=== Task data ===
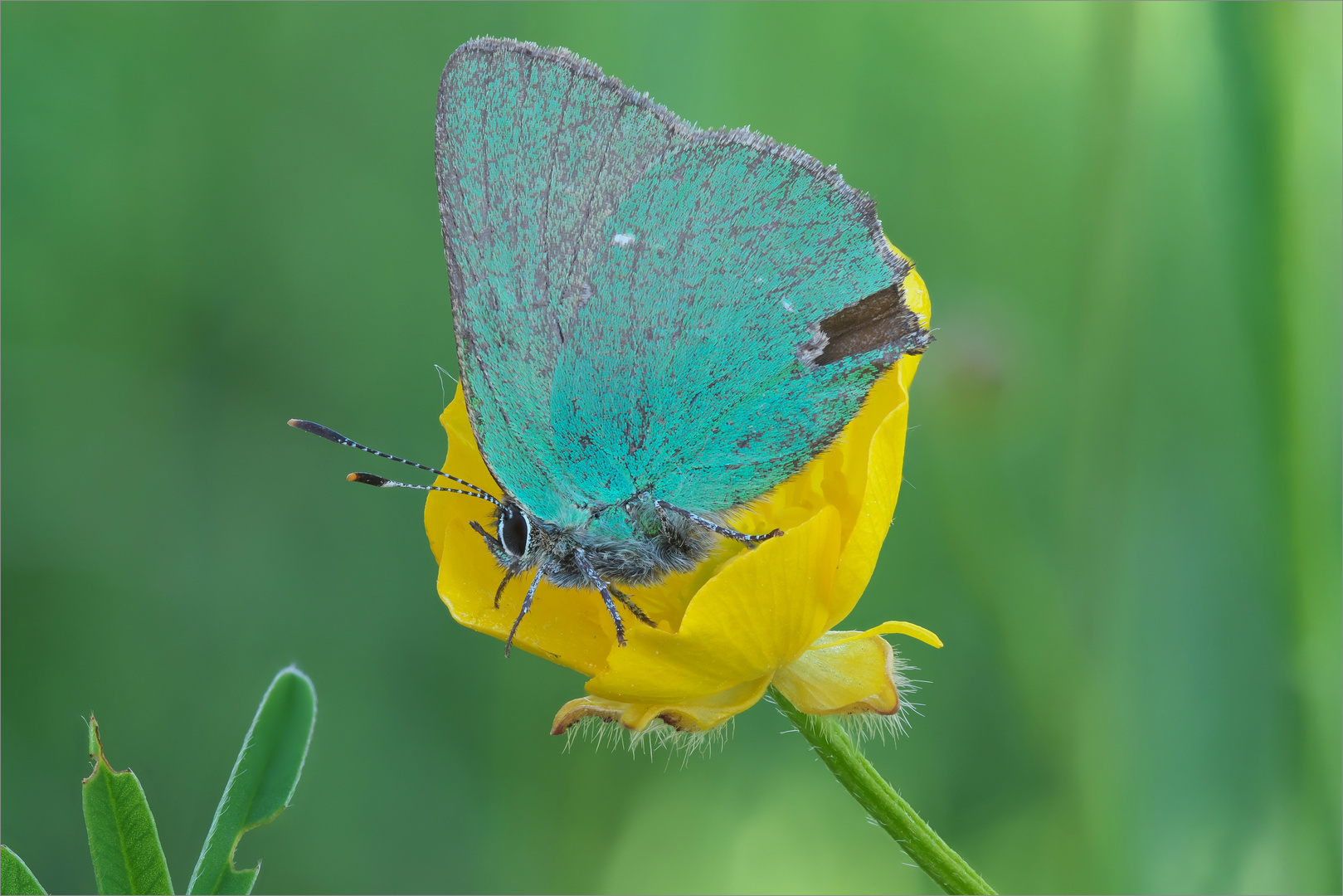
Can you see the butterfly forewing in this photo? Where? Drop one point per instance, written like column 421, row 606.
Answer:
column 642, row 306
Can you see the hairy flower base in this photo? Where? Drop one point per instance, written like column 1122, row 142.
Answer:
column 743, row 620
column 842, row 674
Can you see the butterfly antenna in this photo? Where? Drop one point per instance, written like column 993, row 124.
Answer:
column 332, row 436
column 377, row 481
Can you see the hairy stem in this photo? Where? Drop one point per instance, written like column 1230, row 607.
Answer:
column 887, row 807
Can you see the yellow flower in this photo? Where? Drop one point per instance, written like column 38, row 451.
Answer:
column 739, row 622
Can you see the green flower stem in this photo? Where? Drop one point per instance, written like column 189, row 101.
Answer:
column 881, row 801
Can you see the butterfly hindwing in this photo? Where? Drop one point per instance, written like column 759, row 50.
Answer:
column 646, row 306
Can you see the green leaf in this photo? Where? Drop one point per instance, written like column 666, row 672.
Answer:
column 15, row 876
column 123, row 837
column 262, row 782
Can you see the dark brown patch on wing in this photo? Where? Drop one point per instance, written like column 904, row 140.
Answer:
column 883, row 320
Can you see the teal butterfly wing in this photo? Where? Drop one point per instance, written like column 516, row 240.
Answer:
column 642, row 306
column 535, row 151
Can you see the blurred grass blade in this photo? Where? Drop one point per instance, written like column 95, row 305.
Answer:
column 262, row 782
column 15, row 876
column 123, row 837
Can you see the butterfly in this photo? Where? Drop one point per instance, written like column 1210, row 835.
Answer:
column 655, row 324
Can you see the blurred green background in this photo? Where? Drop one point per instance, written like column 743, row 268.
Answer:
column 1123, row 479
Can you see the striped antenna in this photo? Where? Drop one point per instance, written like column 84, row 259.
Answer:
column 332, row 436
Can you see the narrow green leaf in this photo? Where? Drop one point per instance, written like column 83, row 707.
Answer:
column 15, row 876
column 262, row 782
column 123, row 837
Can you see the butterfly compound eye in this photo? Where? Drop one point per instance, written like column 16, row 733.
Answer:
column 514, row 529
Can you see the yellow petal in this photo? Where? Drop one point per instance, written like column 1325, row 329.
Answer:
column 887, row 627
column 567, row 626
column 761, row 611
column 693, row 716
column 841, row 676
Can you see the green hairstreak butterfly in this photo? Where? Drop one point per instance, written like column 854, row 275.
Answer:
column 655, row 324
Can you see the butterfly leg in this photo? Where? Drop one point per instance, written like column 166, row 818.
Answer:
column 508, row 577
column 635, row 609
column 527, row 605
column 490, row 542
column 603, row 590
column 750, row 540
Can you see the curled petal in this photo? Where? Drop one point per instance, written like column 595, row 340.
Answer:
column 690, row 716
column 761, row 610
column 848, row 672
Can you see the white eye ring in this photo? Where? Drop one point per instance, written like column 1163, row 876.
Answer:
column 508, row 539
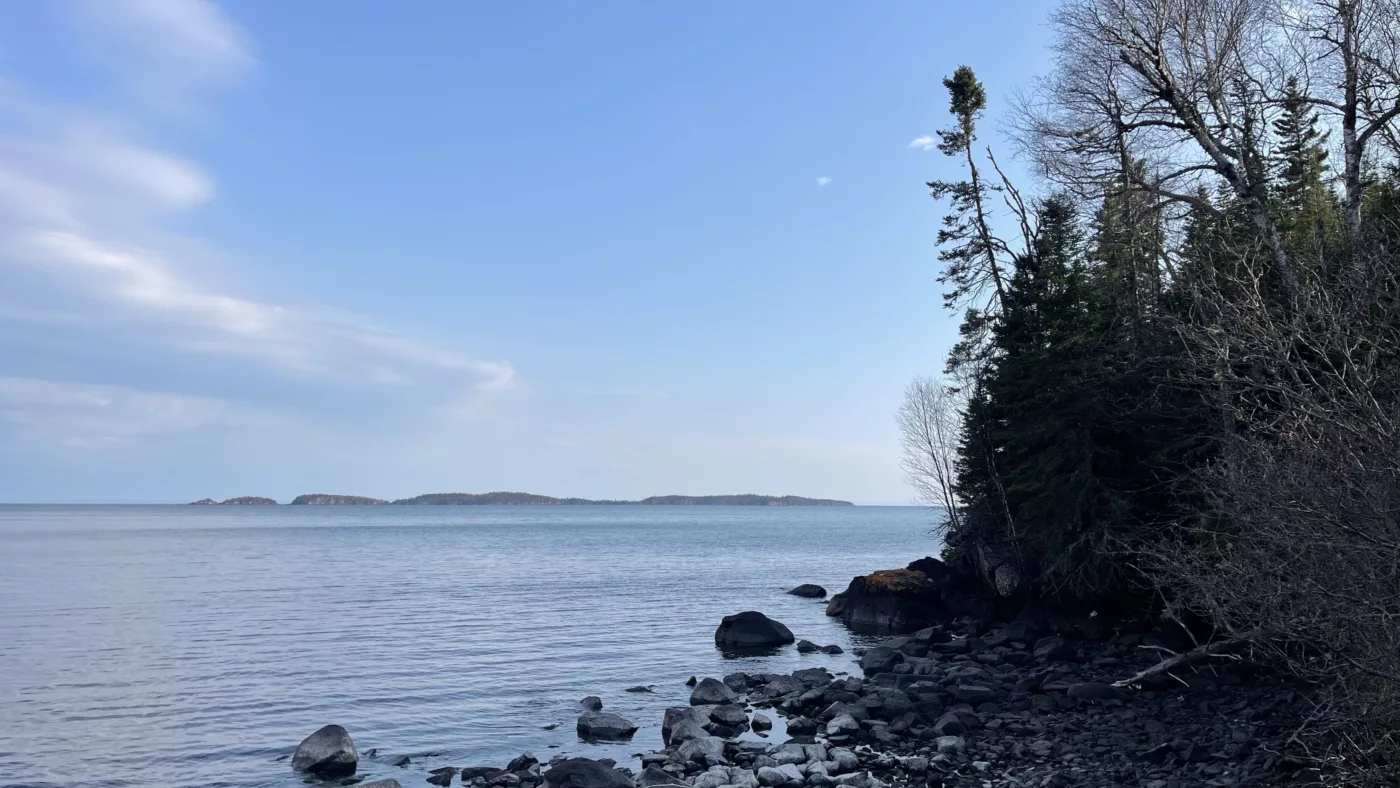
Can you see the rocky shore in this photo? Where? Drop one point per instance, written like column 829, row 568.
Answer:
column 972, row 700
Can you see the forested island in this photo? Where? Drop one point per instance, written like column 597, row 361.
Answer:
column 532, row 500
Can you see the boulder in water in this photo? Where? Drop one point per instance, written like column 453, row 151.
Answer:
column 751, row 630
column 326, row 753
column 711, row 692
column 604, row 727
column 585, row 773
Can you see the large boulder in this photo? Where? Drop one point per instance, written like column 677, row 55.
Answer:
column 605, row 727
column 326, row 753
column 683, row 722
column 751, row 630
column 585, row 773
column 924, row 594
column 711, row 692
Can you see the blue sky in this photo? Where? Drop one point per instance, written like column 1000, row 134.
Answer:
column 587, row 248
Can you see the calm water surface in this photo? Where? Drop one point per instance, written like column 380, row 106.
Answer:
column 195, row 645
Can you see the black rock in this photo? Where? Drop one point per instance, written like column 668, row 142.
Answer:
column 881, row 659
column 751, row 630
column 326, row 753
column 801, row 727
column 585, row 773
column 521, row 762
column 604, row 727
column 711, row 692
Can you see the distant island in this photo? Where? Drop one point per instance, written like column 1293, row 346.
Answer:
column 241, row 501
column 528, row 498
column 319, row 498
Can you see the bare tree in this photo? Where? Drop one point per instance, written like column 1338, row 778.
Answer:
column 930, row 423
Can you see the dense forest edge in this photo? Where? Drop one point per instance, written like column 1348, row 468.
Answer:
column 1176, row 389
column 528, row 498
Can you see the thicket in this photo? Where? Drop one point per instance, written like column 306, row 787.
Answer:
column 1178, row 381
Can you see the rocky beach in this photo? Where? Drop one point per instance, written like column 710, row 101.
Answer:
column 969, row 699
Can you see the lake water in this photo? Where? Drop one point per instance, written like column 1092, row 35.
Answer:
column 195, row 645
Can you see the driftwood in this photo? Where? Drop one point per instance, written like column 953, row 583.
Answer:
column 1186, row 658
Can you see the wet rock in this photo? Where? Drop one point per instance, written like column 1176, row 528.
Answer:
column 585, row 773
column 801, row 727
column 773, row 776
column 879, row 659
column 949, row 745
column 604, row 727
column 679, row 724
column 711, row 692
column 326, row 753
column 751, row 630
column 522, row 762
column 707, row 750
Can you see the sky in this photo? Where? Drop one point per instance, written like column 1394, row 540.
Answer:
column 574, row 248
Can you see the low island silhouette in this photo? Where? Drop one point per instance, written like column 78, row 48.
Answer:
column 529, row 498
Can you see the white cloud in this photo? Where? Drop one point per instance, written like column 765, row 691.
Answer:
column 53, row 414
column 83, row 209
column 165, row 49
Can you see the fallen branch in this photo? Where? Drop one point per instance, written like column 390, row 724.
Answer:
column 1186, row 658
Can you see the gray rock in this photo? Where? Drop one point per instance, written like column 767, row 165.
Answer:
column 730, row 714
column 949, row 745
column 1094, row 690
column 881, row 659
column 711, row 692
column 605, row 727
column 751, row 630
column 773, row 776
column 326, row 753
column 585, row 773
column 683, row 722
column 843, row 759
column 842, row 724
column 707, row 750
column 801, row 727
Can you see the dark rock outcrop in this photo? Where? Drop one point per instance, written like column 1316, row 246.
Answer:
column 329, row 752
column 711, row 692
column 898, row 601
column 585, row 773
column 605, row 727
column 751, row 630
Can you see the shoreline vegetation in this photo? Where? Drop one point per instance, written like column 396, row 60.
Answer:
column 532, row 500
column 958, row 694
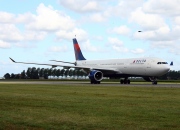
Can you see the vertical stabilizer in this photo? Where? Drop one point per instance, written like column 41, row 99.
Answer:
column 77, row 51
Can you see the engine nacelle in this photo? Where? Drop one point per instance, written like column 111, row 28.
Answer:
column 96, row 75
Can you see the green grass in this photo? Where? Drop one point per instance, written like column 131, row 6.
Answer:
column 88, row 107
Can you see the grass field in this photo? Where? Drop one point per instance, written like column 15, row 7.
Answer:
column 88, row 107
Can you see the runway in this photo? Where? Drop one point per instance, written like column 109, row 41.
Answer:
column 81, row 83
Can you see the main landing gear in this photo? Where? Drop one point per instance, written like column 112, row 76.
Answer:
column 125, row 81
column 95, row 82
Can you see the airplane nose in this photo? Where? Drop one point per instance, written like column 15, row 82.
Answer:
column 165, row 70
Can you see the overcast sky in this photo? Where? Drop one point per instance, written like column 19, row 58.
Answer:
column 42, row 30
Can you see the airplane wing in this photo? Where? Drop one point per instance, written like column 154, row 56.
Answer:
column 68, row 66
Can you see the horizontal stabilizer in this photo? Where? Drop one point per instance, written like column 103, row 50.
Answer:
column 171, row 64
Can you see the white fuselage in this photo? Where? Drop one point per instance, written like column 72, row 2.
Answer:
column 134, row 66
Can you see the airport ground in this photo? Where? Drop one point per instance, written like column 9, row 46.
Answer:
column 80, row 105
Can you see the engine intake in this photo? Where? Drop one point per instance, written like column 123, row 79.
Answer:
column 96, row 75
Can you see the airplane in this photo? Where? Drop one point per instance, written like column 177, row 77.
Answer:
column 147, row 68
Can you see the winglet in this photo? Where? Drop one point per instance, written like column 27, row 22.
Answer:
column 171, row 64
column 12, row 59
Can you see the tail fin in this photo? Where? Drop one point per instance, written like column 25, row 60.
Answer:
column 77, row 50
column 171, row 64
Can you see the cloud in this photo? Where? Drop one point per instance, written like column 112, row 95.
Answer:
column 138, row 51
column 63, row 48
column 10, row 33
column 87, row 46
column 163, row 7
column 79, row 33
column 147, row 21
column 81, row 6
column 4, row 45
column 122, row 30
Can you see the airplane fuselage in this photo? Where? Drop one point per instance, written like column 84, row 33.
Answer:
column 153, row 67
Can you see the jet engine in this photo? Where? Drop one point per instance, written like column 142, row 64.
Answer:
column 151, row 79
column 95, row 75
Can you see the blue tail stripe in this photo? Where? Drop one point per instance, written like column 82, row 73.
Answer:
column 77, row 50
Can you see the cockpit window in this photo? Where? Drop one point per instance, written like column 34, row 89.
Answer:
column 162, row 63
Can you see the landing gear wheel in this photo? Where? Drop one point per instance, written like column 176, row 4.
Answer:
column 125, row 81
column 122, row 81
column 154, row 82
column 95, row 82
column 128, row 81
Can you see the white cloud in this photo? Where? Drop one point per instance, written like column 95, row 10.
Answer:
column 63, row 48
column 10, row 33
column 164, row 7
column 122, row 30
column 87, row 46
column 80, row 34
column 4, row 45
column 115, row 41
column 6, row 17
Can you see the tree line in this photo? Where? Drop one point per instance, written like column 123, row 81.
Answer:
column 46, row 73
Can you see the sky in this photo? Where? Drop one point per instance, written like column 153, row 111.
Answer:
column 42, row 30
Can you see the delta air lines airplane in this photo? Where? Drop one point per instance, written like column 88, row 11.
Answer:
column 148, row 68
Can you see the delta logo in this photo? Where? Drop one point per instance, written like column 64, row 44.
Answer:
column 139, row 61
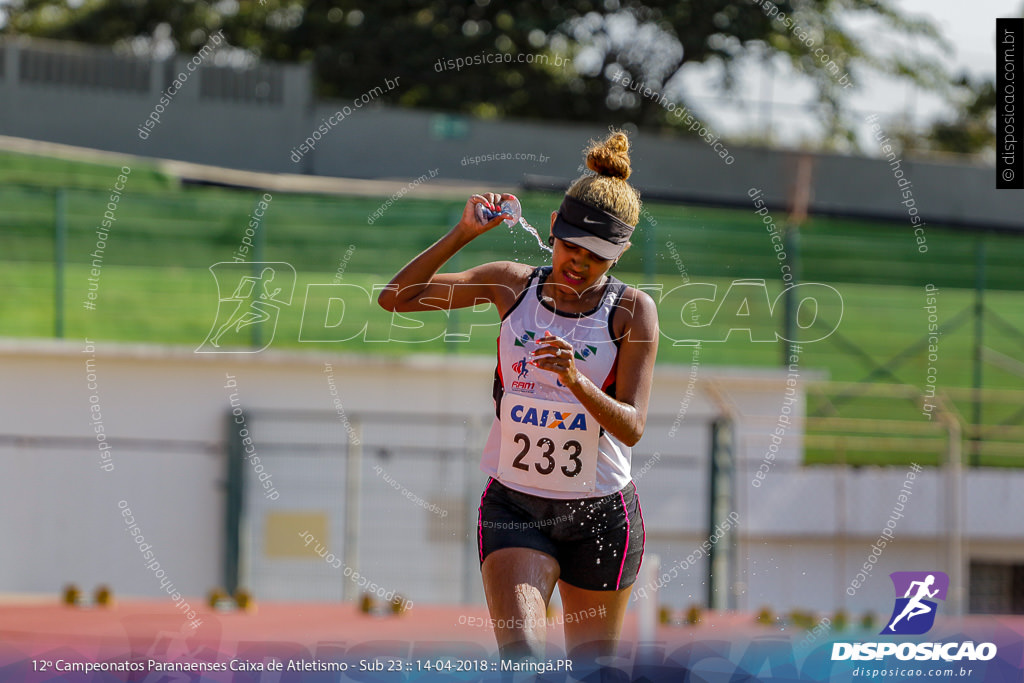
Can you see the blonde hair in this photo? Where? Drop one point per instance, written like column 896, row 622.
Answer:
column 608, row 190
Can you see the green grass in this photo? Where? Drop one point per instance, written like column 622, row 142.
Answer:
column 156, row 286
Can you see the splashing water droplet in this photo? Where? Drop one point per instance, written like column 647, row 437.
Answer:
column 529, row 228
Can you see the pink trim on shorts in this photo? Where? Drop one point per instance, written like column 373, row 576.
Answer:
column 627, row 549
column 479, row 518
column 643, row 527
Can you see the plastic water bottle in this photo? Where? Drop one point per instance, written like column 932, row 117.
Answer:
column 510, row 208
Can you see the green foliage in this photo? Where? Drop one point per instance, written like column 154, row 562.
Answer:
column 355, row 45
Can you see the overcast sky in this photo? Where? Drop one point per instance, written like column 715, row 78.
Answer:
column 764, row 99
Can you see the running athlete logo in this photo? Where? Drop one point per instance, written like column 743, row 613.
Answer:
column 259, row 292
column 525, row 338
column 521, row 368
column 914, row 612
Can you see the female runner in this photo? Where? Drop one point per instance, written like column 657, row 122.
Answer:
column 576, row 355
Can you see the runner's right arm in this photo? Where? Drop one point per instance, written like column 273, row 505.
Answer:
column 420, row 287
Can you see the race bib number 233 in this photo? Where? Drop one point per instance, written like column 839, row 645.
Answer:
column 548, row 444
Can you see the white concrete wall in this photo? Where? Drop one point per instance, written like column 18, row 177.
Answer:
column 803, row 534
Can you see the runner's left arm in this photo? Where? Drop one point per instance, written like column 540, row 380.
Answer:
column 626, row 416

=== What this task involves ===
Set down exactly the lines of the material above from the one with "Can you see the white concrete" through the end. Include both ends and nothing else.

=== Answer for this exercise ===
Can you see the white concrete wall in this photo? Where? Drop one point per instance, written like column 18, row 177.
Answer:
column 803, row 534
Can you see the runner's left arm in this photo? Where? Drop one point per instance, written like column 540, row 380.
Answer:
column 626, row 416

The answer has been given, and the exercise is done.